Wherever the string "gate" shows up in the records below, return that line.

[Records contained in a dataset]
=====

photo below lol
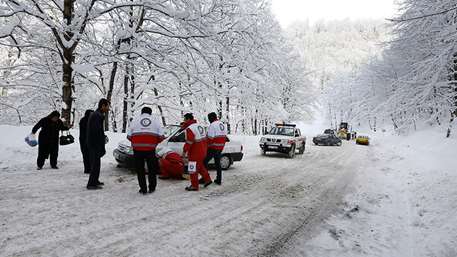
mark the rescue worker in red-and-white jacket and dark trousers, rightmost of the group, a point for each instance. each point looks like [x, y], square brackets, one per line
[217, 136]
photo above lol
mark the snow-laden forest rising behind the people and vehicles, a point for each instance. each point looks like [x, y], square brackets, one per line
[231, 57]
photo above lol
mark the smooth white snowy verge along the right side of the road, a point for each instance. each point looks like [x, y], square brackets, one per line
[405, 204]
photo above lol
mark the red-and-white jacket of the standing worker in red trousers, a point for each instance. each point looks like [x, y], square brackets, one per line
[196, 144]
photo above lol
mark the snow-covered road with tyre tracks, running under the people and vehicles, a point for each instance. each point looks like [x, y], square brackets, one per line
[264, 205]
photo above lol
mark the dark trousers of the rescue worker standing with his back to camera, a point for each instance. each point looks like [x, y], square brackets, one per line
[153, 166]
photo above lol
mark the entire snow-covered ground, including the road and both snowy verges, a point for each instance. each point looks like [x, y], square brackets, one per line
[394, 198]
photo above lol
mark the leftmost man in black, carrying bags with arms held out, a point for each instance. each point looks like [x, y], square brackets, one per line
[48, 140]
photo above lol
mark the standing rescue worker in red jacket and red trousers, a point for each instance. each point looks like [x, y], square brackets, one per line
[195, 148]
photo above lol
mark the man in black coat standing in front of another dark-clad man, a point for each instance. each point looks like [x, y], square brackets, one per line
[96, 143]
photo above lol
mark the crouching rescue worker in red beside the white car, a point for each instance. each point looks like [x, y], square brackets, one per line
[171, 164]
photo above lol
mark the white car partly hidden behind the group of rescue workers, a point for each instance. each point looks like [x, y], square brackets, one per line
[175, 139]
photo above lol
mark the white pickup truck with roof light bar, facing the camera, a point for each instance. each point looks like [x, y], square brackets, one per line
[283, 138]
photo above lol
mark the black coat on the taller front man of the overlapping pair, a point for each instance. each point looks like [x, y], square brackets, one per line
[96, 134]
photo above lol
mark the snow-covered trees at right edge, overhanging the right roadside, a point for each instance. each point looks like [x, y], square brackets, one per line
[413, 81]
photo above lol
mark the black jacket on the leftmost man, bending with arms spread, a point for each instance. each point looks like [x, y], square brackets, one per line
[49, 133]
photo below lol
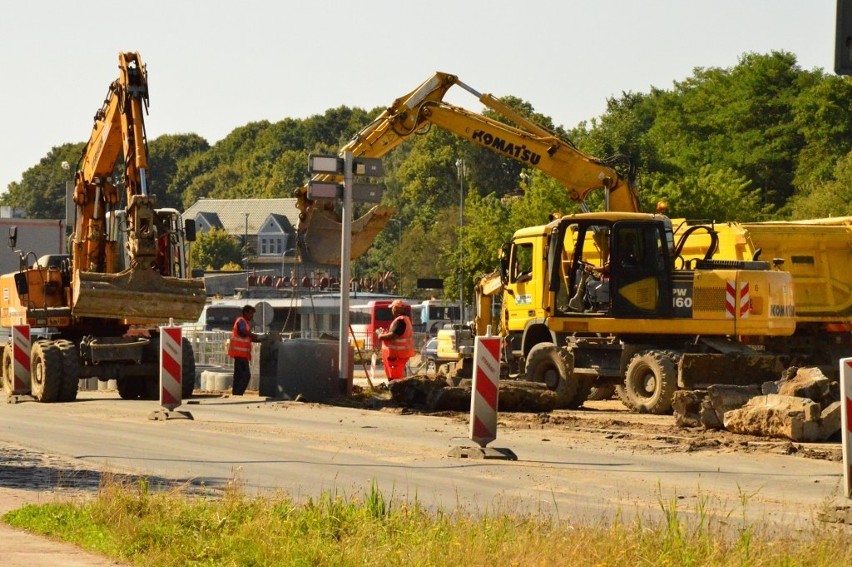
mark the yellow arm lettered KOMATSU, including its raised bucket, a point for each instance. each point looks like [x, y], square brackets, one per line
[526, 142]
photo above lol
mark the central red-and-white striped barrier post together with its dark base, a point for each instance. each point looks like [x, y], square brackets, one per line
[483, 402]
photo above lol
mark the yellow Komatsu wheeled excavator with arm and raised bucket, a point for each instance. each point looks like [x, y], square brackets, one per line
[649, 327]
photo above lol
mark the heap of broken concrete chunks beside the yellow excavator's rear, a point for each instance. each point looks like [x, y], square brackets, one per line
[803, 406]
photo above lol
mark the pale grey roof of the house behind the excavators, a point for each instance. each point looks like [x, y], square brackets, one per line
[232, 212]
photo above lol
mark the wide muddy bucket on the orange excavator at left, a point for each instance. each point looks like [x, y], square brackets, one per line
[137, 295]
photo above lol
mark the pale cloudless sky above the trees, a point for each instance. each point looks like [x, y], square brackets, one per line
[214, 65]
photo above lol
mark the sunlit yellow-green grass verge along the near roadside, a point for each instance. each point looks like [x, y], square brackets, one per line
[133, 523]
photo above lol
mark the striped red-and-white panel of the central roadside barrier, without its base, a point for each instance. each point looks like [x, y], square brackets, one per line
[486, 385]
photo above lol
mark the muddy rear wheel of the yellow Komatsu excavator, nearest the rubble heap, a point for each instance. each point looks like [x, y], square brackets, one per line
[651, 381]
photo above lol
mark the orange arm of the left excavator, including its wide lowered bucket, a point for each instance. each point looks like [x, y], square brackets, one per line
[141, 292]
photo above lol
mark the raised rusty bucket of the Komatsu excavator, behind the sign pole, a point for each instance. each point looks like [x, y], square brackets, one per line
[322, 238]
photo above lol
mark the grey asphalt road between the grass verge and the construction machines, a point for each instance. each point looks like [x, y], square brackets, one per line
[307, 449]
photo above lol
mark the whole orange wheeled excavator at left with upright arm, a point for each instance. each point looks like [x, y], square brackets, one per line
[98, 308]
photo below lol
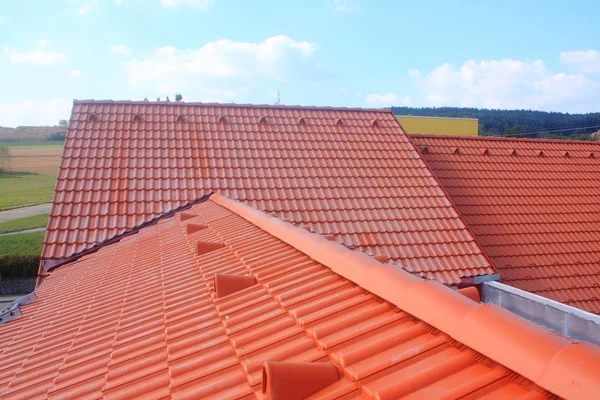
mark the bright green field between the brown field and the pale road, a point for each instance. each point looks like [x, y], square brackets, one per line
[21, 189]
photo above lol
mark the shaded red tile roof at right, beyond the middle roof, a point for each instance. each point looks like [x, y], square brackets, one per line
[534, 207]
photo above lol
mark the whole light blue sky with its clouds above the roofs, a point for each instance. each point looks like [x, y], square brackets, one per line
[493, 54]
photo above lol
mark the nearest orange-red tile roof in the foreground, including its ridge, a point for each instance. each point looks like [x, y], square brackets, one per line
[139, 319]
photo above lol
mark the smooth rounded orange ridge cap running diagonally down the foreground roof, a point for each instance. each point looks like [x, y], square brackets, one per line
[559, 365]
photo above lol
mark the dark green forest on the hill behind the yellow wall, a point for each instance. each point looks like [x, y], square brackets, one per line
[517, 123]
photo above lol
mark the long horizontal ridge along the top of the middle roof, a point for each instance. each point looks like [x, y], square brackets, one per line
[232, 105]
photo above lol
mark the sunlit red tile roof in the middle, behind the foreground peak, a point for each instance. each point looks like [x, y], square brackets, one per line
[350, 173]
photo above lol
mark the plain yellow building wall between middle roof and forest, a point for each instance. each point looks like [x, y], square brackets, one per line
[439, 126]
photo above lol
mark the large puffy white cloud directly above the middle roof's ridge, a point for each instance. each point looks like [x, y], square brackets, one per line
[224, 69]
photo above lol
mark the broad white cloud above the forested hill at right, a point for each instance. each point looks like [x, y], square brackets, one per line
[506, 84]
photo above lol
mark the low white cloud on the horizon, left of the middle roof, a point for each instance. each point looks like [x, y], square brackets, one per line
[31, 112]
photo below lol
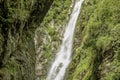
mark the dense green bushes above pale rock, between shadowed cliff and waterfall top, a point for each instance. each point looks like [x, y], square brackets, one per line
[58, 12]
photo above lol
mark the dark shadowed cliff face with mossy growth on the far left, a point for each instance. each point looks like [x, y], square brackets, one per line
[18, 21]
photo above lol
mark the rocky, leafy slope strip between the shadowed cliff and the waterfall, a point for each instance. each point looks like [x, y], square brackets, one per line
[49, 35]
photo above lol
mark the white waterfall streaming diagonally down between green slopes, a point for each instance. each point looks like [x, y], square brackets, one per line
[62, 59]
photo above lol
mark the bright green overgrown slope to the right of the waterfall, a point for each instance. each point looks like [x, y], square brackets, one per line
[96, 52]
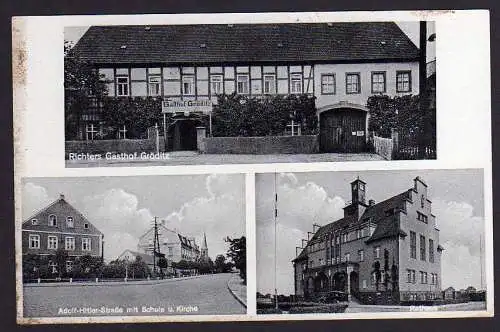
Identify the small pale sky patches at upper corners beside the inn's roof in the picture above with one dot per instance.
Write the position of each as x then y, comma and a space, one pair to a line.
411, 29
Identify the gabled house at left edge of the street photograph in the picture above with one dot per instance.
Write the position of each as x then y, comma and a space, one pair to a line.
61, 226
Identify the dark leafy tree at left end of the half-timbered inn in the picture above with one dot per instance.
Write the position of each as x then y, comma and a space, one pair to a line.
83, 87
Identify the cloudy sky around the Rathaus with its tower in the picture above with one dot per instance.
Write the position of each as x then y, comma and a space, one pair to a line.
305, 198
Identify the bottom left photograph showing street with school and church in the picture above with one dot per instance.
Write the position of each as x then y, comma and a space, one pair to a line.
132, 246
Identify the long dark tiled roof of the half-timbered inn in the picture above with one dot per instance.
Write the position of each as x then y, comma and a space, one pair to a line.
217, 43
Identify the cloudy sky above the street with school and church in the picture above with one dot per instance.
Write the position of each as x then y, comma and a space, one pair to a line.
123, 208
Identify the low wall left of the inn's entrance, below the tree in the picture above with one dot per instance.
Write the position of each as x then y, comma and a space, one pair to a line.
114, 146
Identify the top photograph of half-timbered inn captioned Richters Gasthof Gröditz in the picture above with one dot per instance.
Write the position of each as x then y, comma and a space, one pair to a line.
210, 94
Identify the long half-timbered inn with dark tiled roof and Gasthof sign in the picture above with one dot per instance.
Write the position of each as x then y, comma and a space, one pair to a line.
340, 64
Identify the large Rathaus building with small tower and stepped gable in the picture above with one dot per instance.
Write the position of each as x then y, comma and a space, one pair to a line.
385, 252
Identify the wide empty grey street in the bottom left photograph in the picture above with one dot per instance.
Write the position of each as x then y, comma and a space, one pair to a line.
201, 295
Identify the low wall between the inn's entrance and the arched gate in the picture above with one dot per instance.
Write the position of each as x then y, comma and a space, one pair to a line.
262, 145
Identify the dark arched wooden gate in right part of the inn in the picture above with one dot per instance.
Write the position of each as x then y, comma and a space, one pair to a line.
342, 130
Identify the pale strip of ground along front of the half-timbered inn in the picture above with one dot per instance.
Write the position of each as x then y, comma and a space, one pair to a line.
194, 158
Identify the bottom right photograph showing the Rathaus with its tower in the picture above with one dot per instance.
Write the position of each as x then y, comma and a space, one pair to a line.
371, 241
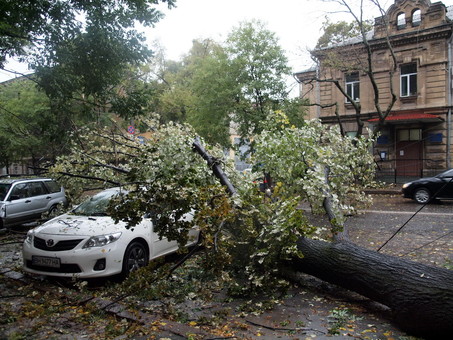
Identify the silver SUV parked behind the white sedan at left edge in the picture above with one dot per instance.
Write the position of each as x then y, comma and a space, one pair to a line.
24, 200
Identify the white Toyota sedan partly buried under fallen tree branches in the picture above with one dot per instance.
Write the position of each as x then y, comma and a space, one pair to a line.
86, 243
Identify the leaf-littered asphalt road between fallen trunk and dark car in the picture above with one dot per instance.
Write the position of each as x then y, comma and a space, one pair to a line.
420, 233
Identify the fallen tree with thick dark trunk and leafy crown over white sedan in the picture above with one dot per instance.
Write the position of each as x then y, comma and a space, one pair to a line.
168, 175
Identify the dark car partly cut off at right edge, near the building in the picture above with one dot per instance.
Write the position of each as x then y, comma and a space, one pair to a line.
424, 189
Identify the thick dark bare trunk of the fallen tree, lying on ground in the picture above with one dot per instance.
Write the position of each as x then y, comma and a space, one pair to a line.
420, 296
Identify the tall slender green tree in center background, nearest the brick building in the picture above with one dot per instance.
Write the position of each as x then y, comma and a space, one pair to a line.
259, 66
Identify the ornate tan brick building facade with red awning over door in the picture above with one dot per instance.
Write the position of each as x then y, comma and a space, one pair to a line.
415, 137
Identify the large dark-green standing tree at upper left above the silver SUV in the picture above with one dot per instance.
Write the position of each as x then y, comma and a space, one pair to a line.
87, 58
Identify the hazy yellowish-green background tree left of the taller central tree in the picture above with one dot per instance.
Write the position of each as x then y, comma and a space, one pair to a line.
198, 90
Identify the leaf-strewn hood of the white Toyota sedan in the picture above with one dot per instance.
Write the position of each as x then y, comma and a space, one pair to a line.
80, 225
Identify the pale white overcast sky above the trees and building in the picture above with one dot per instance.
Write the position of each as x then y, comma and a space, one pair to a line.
297, 24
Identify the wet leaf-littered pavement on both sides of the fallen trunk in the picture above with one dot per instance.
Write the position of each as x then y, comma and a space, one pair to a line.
311, 310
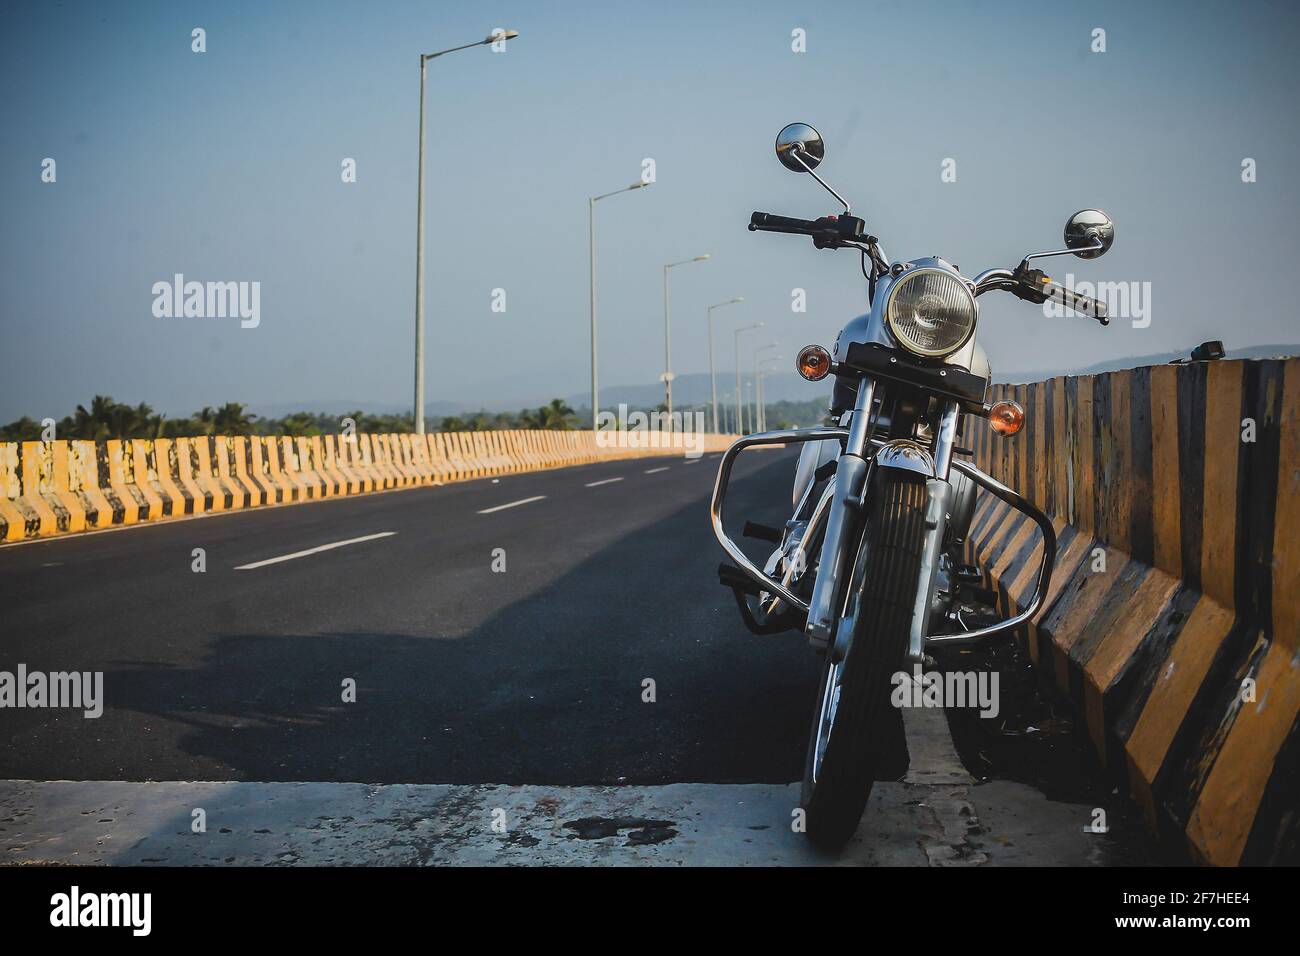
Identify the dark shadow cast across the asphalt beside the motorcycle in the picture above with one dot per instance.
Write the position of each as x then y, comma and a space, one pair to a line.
548, 690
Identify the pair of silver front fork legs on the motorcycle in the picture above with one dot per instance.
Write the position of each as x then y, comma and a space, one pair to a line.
851, 487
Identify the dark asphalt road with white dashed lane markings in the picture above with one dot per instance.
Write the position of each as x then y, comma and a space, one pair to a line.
463, 674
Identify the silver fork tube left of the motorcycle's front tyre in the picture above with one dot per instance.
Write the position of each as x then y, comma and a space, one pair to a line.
850, 479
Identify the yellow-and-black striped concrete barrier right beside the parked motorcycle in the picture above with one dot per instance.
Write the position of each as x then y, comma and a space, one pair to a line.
1175, 611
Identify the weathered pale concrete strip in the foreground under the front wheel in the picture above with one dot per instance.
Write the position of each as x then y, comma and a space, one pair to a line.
934, 817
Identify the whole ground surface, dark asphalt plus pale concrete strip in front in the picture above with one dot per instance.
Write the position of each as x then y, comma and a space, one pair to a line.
500, 716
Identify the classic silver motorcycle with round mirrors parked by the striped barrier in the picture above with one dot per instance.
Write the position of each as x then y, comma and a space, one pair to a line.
870, 564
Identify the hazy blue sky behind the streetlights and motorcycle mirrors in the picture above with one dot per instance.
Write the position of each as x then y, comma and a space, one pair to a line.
226, 166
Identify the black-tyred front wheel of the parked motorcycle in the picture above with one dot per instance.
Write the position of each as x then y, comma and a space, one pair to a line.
850, 724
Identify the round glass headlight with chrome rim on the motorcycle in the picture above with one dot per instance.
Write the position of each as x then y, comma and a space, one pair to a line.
931, 313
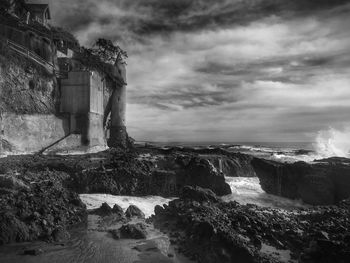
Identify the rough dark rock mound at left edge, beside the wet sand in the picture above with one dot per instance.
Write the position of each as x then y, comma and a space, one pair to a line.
40, 209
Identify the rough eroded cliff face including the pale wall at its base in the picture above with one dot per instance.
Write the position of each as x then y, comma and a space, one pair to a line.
29, 100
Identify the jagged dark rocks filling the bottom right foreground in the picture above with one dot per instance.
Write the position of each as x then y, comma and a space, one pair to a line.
229, 232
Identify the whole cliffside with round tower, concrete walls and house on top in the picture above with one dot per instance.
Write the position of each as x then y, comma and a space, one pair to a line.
58, 104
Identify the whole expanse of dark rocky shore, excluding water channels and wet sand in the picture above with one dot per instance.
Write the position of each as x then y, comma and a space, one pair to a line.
39, 201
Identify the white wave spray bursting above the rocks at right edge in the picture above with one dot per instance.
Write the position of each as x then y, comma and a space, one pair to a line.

=====

> [Written response]
Identify the low wall between the inn's entrance and the arched gate in the picture above with one dot per instance.
Identify the dark arched wooden gate in right part of the inn in the picture above with one dot per instance.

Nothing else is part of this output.